REQUIRED TASK >> Every line below should be repeated exactly.

EXTRACTED DATA >>
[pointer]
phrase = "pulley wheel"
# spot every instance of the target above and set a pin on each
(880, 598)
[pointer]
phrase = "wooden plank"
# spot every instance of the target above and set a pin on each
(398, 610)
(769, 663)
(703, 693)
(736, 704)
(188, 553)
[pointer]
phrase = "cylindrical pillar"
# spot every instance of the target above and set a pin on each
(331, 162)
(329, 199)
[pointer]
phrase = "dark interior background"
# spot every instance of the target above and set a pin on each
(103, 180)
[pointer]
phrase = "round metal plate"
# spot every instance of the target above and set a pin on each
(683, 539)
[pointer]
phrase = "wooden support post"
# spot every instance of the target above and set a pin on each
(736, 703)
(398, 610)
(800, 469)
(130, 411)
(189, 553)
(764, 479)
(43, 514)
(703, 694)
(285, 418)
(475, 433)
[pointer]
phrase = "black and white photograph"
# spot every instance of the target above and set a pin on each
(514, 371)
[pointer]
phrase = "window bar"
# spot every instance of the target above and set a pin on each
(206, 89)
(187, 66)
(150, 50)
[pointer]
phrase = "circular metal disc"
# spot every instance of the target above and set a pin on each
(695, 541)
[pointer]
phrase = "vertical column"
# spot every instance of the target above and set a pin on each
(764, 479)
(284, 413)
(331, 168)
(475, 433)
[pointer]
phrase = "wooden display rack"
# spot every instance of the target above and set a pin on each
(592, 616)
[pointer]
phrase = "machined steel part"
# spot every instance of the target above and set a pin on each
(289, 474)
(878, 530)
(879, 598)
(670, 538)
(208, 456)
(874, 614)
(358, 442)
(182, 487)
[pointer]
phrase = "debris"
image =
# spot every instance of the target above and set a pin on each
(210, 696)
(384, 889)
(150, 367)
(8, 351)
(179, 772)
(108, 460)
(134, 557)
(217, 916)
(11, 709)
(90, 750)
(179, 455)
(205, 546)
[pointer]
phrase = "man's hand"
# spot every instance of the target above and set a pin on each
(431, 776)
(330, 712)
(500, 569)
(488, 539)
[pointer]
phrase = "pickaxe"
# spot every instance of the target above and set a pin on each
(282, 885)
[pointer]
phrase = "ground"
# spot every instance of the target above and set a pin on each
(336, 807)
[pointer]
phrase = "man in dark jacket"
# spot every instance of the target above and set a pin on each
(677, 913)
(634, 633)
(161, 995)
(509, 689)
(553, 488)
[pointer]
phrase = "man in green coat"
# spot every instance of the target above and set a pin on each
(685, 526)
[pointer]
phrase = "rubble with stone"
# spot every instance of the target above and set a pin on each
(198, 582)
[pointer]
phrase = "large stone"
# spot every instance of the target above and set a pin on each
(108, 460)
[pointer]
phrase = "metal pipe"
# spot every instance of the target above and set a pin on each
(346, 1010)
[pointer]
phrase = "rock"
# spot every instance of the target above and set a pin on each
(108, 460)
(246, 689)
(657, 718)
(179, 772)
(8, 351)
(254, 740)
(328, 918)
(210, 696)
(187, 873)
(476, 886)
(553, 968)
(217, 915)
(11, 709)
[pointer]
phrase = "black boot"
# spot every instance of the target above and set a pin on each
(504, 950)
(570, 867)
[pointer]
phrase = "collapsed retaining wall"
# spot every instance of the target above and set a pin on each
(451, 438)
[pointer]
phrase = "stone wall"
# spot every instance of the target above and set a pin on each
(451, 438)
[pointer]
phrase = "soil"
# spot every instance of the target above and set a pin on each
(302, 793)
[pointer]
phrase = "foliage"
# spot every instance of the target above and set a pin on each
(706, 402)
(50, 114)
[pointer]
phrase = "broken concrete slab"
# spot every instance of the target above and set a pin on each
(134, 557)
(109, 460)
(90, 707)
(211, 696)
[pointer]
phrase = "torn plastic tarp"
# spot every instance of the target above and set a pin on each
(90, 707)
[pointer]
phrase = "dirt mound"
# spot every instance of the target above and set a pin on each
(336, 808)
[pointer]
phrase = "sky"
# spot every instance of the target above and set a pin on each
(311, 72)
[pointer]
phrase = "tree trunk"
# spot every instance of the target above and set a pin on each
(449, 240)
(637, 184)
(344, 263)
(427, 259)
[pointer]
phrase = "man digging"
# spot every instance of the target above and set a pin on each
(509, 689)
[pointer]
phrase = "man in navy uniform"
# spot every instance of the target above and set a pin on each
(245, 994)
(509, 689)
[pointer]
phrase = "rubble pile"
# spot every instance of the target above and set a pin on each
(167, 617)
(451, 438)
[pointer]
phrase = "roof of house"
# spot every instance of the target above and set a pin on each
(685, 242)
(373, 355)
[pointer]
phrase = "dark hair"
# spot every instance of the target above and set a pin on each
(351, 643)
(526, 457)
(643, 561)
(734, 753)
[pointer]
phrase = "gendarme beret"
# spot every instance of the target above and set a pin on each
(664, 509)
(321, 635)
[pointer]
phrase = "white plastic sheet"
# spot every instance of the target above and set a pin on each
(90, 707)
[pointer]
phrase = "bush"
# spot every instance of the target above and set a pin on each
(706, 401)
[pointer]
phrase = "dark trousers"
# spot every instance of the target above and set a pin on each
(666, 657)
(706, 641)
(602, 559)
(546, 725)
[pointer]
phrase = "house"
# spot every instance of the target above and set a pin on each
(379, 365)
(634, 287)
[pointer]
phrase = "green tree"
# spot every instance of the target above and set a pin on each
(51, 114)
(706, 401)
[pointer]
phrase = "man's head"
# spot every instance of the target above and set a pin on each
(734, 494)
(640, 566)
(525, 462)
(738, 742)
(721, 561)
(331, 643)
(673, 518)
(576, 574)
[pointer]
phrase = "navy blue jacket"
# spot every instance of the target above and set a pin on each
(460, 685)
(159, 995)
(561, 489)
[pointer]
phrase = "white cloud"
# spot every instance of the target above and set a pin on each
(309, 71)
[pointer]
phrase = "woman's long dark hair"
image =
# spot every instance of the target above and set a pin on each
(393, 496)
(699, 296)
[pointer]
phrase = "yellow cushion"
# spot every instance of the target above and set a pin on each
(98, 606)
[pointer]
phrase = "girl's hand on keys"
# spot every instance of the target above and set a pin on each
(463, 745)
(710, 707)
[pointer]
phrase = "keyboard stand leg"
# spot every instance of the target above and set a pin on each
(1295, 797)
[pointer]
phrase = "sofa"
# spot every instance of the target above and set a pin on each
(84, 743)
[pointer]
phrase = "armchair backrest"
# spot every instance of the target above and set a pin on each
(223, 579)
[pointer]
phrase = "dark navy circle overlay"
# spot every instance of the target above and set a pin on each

ANSWER TO THIS TASK >>
[pointer]
phrase = "pulley wheel"
# spot every instance of the target above and set a pin on each
(880, 598)
[pointer]
phrase = "wooden plank"
# spot every instance of the target above and set a pin on each
(398, 610)
(769, 663)
(703, 693)
(736, 704)
(188, 553)
[pointer]
phrase = "cylindrical pillar"
# spot every instance of the target above and set a pin on each
(331, 162)
(329, 199)
[pointer]
phrase = "dark interior background"
# spot every instance of the target above and set a pin on each
(103, 180)
[pointer]
phrase = "round metal plate"
# spot every instance of the target above and set a pin on each
(683, 539)
[pointer]
phrase = "wooden support post"
# spot every instance of the target above and set a pin on each
(736, 703)
(398, 610)
(800, 469)
(130, 411)
(189, 553)
(764, 479)
(43, 514)
(703, 694)
(285, 418)
(475, 433)
[pointer]
phrase = "black and white photograph"
# spot every instance of the target above and set a pin on each
(514, 371)
[pointer]
phrase = "window bar"
# spot every instance of the target above and set a pin on each
(206, 89)
(187, 66)
(150, 50)
[pointer]
phrase = "circular metal disc"
# spot every instance of the target above and set a pin on each
(695, 541)
[pointer]
phrase = "vertical column"
# spot every instance of the target above and set a pin on each
(764, 479)
(284, 413)
(331, 168)
(475, 433)
[pointer]
phrase = "wooden display rack"
# spot every instance of the target above and set a pin on each
(592, 616)
[pointer]
phrase = "machined steel part"
# spot every instance of the target above and set a pin on each
(289, 474)
(878, 530)
(879, 598)
(670, 538)
(208, 456)
(874, 614)
(358, 442)
(182, 487)
[pointer]
phrase = "debris"
image =
# spot every instance of the target above and set a pin on each
(210, 696)
(384, 889)
(150, 367)
(8, 351)
(179, 772)
(108, 460)
(134, 557)
(217, 916)
(11, 709)
(90, 750)
(179, 455)
(205, 546)
[pointer]
phrase = "man's hand"
# spot every instance of the target above and set a pin on each
(431, 776)
(330, 712)
(500, 569)
(488, 539)
[pointer]
phrase = "pickaxe"
# spot every instance of the target above and set a pin on each
(282, 885)
[pointer]
phrase = "ground"
# spot every instance of the target above and set a pin on each
(336, 807)
[pointer]
phrase = "man in dark jacket"
# spot every instance of the target above and set a pin on each
(677, 913)
(634, 633)
(161, 995)
(509, 689)
(553, 488)
[pointer]
phrase = "man in green coat"
# spot every instance of the target above and set a pin on each
(685, 526)
[pointer]
phrase = "rubble with stone"
# spot every instance of the target above and set a pin on each
(198, 582)
[pointer]
phrase = "large stone"
# spot every instance of the target above and set a pin on each
(108, 460)
[pointer]
phrase = "metal pipe"
# spot every instance of the target above and set a pin on each
(346, 1010)
[pointer]
phrase = "rock"
# spot every instance of the target above and set a pin on each
(108, 460)
(246, 689)
(657, 718)
(179, 772)
(8, 351)
(254, 740)
(328, 918)
(210, 696)
(187, 873)
(476, 886)
(553, 968)
(217, 915)
(11, 709)
[pointer]
phrase = "black boot"
# spot every instance of the target above and set a pin on each
(504, 950)
(570, 867)
[pointer]
phrase = "collapsed retaining wall"
# spot every instance of the target above and set a pin on each
(451, 438)
[pointer]
phrase = "stone wall"
# spot every instance of the target above and set a pin on each
(451, 438)
[pointer]
phrase = "soil"
# spot every instance of the target above and set a pin on each
(302, 793)
[pointer]
phrase = "foliage"
# spot every instance of the target above and set a pin on each
(706, 402)
(50, 114)
[pointer]
phrase = "broken concrete slab"
# spot every instance of the target above and set a pin on each
(134, 557)
(109, 460)
(90, 707)
(211, 696)
[pointer]
phrase = "torn plastic tarp"
# spot every instance of the target above and set a pin on each
(90, 707)
[pointer]
phrase = "dirt mound"
# spot every instance of the target above and set a pin on each
(336, 808)
[pointer]
phrase = "sky"
# spot every instance of the target above and set a pin on each
(311, 72)
[pointer]
phrase = "tree trunk"
# spot every instance of the target above and set a pin on each
(449, 240)
(637, 184)
(344, 263)
(427, 259)
[pointer]
phrase = "man digging"
# spot every instance of the target above and set a pin on each
(509, 689)
[pointer]
phrase = "man in navy uniform"
# spot every instance of the target above and set a pin on each
(245, 994)
(509, 689)
[pointer]
phrase = "rubble pile"
# spot every instance of the target above and set a pin on each
(167, 617)
(451, 438)
[pointer]
phrase = "roof of house"
# spot every instance of the target above and set a pin on each
(685, 242)
(373, 355)
[pointer]
phrase = "dark hair"
# spot every instance of the target above and set a pin on each
(351, 643)
(526, 457)
(643, 561)
(734, 753)
[pointer]
phrase = "gendarme beret"
# spot every instance of the target above and set a pin on each
(664, 509)
(321, 635)
[pointer]
phrase = "white plastic sheet"
# spot every instance of the target above and set a pin on each
(90, 707)
[pointer]
phrase = "bush"
# spot every instance of the target above and set a pin on each
(706, 401)
[pointer]
phrase = "dark trousers"
# spot every instance of the target above and set a pin on each
(666, 657)
(706, 641)
(602, 559)
(546, 725)
[pointer]
phrase = "house"
# spot every instance of the target above and set a pin on each
(379, 365)
(634, 287)
[pointer]
phrase = "green tree"
# spot every instance of the target above and set a pin on each
(51, 114)
(706, 401)
[pointer]
phrase = "man's head"
# spot every instance of the target above and set a pin on each
(734, 494)
(640, 566)
(525, 462)
(738, 742)
(721, 561)
(331, 643)
(673, 518)
(576, 574)
[pointer]
phrase = "navy blue jacket"
# spot every instance of the target above and set a pin on each
(460, 685)
(159, 995)
(561, 489)
[pointer]
phrase = "white cloud"
# spot every instance of the target above and set a pin on each
(309, 71)
[pointer]
phrase = "woman's long dark hair"
image =
# spot every instance of the target above and set a pin on each
(393, 496)
(699, 296)
[pointer]
phrase = "yellow cushion"
# spot every instance of the target above and set a pin on each
(98, 606)
[pointer]
phrase = "girl's hand on keys"
# spot every instance of the target above and set a pin on each
(463, 745)
(710, 707)
[pointer]
phrase = "keyboard stand leg"
# spot every instance of the target above and set a pin on each
(1295, 797)
[pointer]
phrase = "sofa"
# spot every instance of the target above and set a pin on each
(84, 743)
[pointer]
phrase = "armchair backrest"
# spot every instance of the target above and set a pin on each
(223, 579)
[pointer]
phrase = "dark navy circle overlay"
# spot every instance of the target above and set a pin on each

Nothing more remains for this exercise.